## INSTRUCTION
Gather every line from the records below that contains the string "Query". Uppercase and lowercase letters count as different.

## DATA SHOWN
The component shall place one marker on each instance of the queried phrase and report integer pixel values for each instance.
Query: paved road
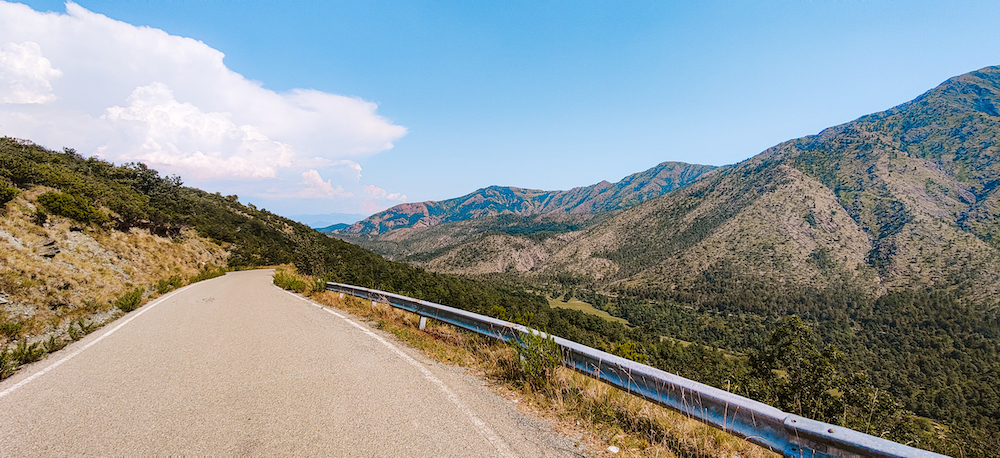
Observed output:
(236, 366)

--

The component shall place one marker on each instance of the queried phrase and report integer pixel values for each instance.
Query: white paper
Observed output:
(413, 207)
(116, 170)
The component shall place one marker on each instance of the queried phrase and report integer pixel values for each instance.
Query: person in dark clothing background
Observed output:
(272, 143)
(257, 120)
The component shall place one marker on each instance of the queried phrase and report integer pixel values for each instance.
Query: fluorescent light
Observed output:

## RIGHT ANSWER
Query: paved road
Query: white paper
Query: person in dark clothing background
Query: fluorescent light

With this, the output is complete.